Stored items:

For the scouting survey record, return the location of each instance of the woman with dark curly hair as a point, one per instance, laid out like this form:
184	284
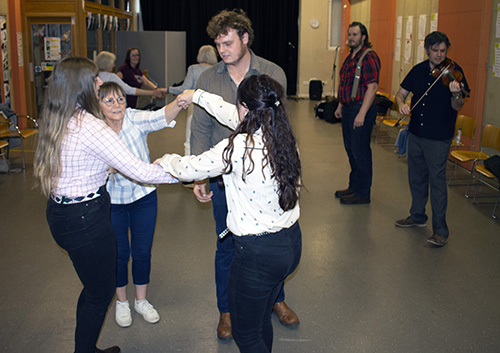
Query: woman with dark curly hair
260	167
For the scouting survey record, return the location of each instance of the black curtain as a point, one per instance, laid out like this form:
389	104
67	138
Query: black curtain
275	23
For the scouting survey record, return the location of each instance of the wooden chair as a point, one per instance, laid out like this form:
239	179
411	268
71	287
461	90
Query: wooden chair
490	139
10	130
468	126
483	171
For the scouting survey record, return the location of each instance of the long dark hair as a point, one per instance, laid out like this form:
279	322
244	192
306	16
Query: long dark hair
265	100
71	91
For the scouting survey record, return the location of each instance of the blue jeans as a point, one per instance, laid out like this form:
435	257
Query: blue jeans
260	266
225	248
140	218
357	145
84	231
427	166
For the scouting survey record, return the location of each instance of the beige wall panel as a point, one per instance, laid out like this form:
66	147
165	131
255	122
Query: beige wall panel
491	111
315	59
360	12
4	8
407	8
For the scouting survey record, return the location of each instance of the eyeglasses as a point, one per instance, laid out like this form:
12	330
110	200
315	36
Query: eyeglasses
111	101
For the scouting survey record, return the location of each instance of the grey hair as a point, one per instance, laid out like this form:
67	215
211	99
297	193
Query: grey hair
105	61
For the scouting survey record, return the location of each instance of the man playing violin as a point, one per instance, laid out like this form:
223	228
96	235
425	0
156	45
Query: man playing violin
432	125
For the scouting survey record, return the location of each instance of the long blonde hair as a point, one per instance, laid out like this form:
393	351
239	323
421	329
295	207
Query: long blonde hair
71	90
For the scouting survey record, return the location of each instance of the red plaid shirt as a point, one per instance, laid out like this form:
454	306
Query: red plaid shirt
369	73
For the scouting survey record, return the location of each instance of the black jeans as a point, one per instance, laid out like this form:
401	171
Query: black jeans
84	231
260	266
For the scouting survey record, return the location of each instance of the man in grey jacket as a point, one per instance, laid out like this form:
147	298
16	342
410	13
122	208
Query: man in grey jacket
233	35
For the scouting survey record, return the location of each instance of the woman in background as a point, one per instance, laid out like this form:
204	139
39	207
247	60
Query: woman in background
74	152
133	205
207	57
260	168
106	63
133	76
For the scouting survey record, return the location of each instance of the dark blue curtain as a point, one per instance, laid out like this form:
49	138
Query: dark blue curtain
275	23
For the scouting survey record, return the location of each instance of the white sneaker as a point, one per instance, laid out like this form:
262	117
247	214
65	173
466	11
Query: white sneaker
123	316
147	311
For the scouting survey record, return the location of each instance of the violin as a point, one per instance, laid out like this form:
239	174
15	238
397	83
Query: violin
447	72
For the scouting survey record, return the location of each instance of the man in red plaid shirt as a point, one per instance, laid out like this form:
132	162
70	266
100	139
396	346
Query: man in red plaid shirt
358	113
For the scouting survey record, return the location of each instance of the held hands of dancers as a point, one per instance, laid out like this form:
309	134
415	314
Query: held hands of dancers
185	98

Given request: Output exactly the lines between the one containing "of the violin" and the final line above, both inclusive.

Correct output:
For the scouting survey record, return the location of each instance of the violin as a point, one per instance, laid out like this form:
239	174
15	238
397	83
Query: violin
447	72
For the scouting survey record, return the location of each instance of the man in red plaid shirt as a point, one per instance, laid out like this form:
132	162
70	266
100	139
396	346
Query: man in red plaid shirt
358	113
For the scouting survey record, return the location of each instance of the held hands of dancers as a point, one per instance, laid out like this form:
309	134
415	314
Query: held hands of dancers
185	98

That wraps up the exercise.